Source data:
==============================
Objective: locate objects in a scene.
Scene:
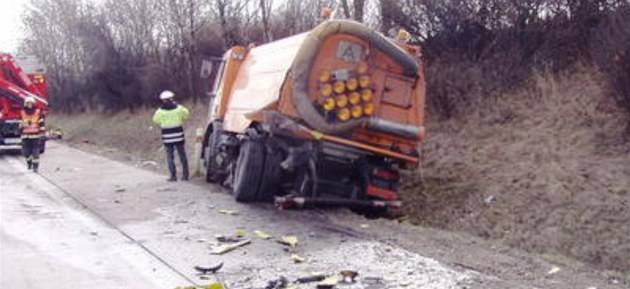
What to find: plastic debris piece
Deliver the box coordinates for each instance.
[234,230,247,238]
[547,266,560,275]
[205,282,225,289]
[194,262,223,275]
[278,236,298,248]
[317,275,339,289]
[219,209,238,216]
[295,274,326,283]
[210,239,251,255]
[254,230,272,240]
[291,254,306,263]
[215,235,243,243]
[339,270,359,283]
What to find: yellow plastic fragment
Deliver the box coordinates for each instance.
[254,230,273,240]
[291,254,306,263]
[278,236,298,248]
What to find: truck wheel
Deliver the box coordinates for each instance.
[232,140,265,203]
[205,128,225,183]
[39,140,46,154]
[257,148,284,202]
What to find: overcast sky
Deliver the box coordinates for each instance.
[0,0,27,54]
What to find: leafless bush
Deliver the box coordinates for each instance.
[17,0,630,117]
[591,5,630,112]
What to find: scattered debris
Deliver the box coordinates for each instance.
[361,277,386,289]
[234,229,247,238]
[339,270,359,283]
[210,239,252,255]
[254,230,273,240]
[195,262,223,275]
[219,209,238,216]
[291,254,306,263]
[140,161,158,167]
[547,266,560,275]
[278,236,298,248]
[317,275,339,289]
[398,215,411,224]
[203,282,225,289]
[215,235,243,243]
[295,274,326,284]
[265,276,289,289]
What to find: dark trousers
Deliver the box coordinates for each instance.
[164,142,188,179]
[22,138,41,170]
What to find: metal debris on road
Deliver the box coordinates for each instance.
[547,266,560,275]
[194,262,223,275]
[278,236,298,248]
[291,254,306,263]
[234,229,247,238]
[295,274,326,284]
[264,276,289,289]
[210,239,252,255]
[219,209,238,216]
[317,275,340,289]
[339,270,359,283]
[254,230,273,240]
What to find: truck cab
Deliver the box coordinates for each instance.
[202,20,425,208]
[0,53,48,152]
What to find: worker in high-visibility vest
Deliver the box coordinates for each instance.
[20,97,46,172]
[153,90,190,182]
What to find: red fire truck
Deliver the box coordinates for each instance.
[0,52,48,152]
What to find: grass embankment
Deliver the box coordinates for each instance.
[403,68,630,274]
[50,69,630,272]
[48,104,208,173]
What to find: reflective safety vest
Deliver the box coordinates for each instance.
[22,109,45,138]
[153,105,190,144]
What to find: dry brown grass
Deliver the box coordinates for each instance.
[404,68,630,271]
[50,68,630,271]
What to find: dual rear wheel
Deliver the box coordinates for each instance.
[206,129,282,203]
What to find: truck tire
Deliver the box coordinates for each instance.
[205,129,225,183]
[39,139,46,154]
[232,139,265,203]
[257,147,284,202]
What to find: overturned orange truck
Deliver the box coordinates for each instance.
[201,20,425,208]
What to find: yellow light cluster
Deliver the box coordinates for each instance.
[319,62,375,121]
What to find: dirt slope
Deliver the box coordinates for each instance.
[404,71,630,272]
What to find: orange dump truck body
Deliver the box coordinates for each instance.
[210,21,425,209]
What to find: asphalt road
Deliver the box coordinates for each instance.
[0,143,623,289]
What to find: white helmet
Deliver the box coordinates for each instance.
[24,96,35,105]
[160,90,175,100]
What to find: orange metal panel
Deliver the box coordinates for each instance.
[224,33,306,132]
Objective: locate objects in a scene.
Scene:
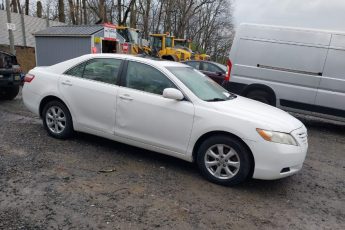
==============================
• **GIVEN PROBLEM**: Convert every line of the entries above into a numbered list, skipping blank lines. Omit the pictures from the result.

• **WRITTEN REPLY**:
1. Objective: locate objects in a scene.
2. Scene:
3. What to find: plastic debris piece
4. Deliver the box coordinates for each instance.
5. [234,230,247,238]
6. [547,266,560,275]
7. [205,282,225,289]
8. [194,262,223,275]
9. [278,236,298,248]
10. [317,275,339,289]
11. [219,209,238,216]
12. [295,274,326,283]
13. [210,239,251,255]
14. [254,230,272,240]
15. [291,254,306,263]
16. [215,235,243,243]
17. [339,270,359,283]
18. What to find: yellow plastic fragment
19. Deliver the box coordinates for each instance.
20. [254,230,273,240]
21. [291,254,306,263]
22. [278,236,298,248]
23. What to find: truck wheel
24. Deliver the box coordinates for each instance.
25. [232,140,265,203]
26. [205,128,225,183]
27. [39,140,46,154]
28. [257,148,284,202]
29. What to find: overcast sky
30. Deliver the box coordinates for each instance.
31. [0,0,27,54]
32. What to find: leafless bush
33. Deliver the box coordinates for each instance.
34. [17,0,630,117]
35. [591,5,630,112]
36. What to find: scattered debris
37. Deliver the box coordinates for each instance.
38. [361,277,386,289]
39. [234,229,247,238]
40. [339,270,359,283]
41. [210,239,252,255]
42. [254,230,273,240]
43. [195,262,223,275]
44. [219,209,238,216]
45. [291,254,306,263]
46. [140,161,158,167]
47. [547,266,560,275]
48. [278,236,298,248]
49. [317,275,339,289]
50. [398,215,411,224]
51. [203,282,225,289]
52. [215,235,243,243]
53. [295,274,326,284]
54. [265,276,289,289]
55. What to find: dark trousers
56. Deliver the box coordinates for each instance.
57. [164,142,188,179]
58. [22,138,41,170]
59. What to find: metal debris on road
60. Deliver the box coordinates for each instance.
61. [547,266,560,275]
62. [194,262,223,275]
63. [278,236,298,248]
64. [291,254,306,263]
65. [234,229,247,238]
66. [295,274,326,284]
67. [264,276,289,289]
68. [210,239,252,255]
69. [219,209,238,216]
70. [317,275,340,289]
71. [339,270,359,283]
72. [254,230,273,240]
73. What to find: truck cab
74. Deliver the box coordinates for each instance.
75. [202,20,425,208]
76. [0,53,48,152]
77. What to find: worker in high-visibility vest
78. Deliver the box coordinates for each instance.
79. [20,97,46,172]
80. [153,90,190,182]
81. What to find: red fire truck
82. Deliver the box coordinates for each instance.
83. [0,52,48,152]
84. What to find: grass embankment
85. Deliver the box coordinates for each instance.
86. [403,68,630,274]
87. [50,69,630,272]
88. [48,104,208,173]
89. What to find: reflective safety vest
90. Deliver the box coordinates for each instance.
91. [22,109,45,138]
92. [153,105,190,144]
93. What to find: dry brown grass
94. Deliver the box coordinates for each instance.
95. [404,68,630,271]
96. [50,68,630,271]
97. What to find: dual rear wheel
98. Deliver the box coordinates for each instance.
99. [206,129,282,203]
100. What to find: truck tire
101. Deliver the box coordinates for each instance.
102. [205,129,225,183]
103. [39,139,46,154]
104. [232,139,265,203]
105. [257,147,284,202]
106. What to find: overturned orange truck
107. Deliver the box coordinates for each instance.
108. [201,20,425,208]
109. What to find: yellow light cluster
110. Deliver the box coordinates for each instance.
111. [319,62,375,121]
112. What to find: dirt slope
113. Deliver the box coordinates for each instance.
114. [404,71,630,272]
115. What to find: orange dump truck body
116. Deliver the box coordinates for each instance.
117. [210,21,425,209]
118. What to find: asphalt road
119. Deliver the box coordinates for each instance.
120. [0,143,623,289]
121. What to find: white helmet
122. Deliver the box coordinates for each instance.
123. [24,96,35,105]
124. [160,90,175,100]
125. What to find: orange metal panel
126. Deliver the box coordinates for each instance.
127. [224,33,306,132]
128. Objective: locate objects in a scene.
129. Scene:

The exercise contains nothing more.